Problems to work on
1) In the post about slacking and fear, until what time did the writer sleep on the day set aside for renewed productivity?
2) List every fear the post about slacking and fear names when the writer tries to pin down the source of the laziness.
3) Carry the post about slacking and fear forward from its final sentence.
═══ Selected text
Slacking, and fear of moving forward
The past few weeks have not been filled with productivity. As I joked to a friend, if I’d known I was going to be this bad at responding to emails during the holiday I would have put up an “I’ll be back after New Years” auto-responder. Even today – my day for renewed productivity – saw me hit the snooze button from 10AM to 10:45, before finally turning my alarm off entirely and sleeping until almost 2PM. (In my defense, I had a really difficult time getting to sleep last night, but I’m still not proud of my four hour snooze fest.)
I’ve been trying to pin down the source of my laziness. The more I think about it, the more it feels like fear: Fear of failing, fear of being unable to continue this artistic and professional momentum, fear of success, fear of surgery (about which I’ll write more in another post), fear of dating, fear of not dating and being alone (about which I’ll write more in another post), fear, fear, fear. I know enough about myself to have realized that I go through these cycles of productivity and laziness (one could more generously call it productivity and personal renewal) so I’m not too worried. At the same time, I’ve missed some deadlines recently, been slow to respond to emails, generally not acted in the professional manner I’d like to.
I don’t know why those fears keep creeping up. I know from experience that good things happen when I get off my ass and work. I don’t know why I still worry that I’m going to put in all this energy and get nothing in return; it flies in the face of personal experience, especially over the last few years. But putting myself out there remains scary, and I still sometimes feel like I’m faking any success I might have. To use a concrete example, on New Years Eve someone I was chatting with asked me what I do. I replied, “I’m an artist and educator – I tour to theater festivals and colleges conducting educational workshops and performing solo pieces focusing on gender and sexuality.” That’s entirely true, but it felt fake and show-off-y when I said it.
Hopefully doing The Work will help lessen my my worries and hangups around it. I am excited about what the future brings, but also scared at its uncertainty. My hope is to enter 2013 thinking more about the former than the latter, and stepping up my artistic and productive game.
══════
═══ Entries provided
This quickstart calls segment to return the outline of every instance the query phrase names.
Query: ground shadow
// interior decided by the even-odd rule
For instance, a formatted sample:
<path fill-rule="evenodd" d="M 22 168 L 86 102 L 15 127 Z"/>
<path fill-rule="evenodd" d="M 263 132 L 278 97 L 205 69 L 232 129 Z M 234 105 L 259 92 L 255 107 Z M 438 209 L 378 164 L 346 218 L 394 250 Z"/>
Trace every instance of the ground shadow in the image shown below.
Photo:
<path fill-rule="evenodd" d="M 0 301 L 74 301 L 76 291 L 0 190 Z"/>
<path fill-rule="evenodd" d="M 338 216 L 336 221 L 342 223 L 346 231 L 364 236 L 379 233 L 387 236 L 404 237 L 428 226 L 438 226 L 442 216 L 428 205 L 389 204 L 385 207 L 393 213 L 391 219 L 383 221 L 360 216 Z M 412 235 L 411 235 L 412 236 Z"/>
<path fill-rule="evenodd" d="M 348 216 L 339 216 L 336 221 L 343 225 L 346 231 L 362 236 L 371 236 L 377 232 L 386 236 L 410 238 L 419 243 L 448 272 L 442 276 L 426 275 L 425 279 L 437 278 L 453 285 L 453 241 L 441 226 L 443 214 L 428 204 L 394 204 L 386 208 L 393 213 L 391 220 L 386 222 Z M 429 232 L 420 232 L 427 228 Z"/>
══════
Numbered responses
1) Until almost 2PM.

2)
- Fear of failing
- Fear of being unable to continue this artistic and professional momentum
- Fear of success
- Fear of surgery
- Fear of dating
- Fear of not dating and being alone

3)
Here’s hoping!


there is a TED talk by Elizabeth Gilbert (and I’d post a link but I’m too lazy to look for it) in which she describes her writing process; cutting to the chase, she says she was filled with thoughts of how her book wasn’t good and no one was going to read it, the entire time she was writing it (Eat Pray Love, one of my favorite books, and it’s also a movie which I haven’t seen)–and her point was to just CREATE through all the bullshit. So just ignore it and don’t take it personally; imagine that it’s not even about you, that it’s just some force out there that doesn’t want CREATION to happen. And I was just thinking of you today (I’m pretty sure it was because my daughter said she wished she had a penis and I was like…wait…maybe we can work something out…) –thinking that you have such a great niche, a unique experience that hardly anyone has ever had, and my unasked-for advice is to get personal, even more personal than you think you are getting (because I end up having questions, such as exactly what porn you were looking at in the laser-thing; doesn’t everyone else wonder that?) because within the personal is the Universal, the part that strikes a chord with people due to its honesty and human-ness. And what if you said that sentence a hundred times, till you felt zero fake and show-off-y…? Meanwhile I feel the same way: procrastinating everything possible and no good explanation for why.
I remember hearing that, either through TED or something on NPR, and I liked her take on the creative process. Thanks for the boost!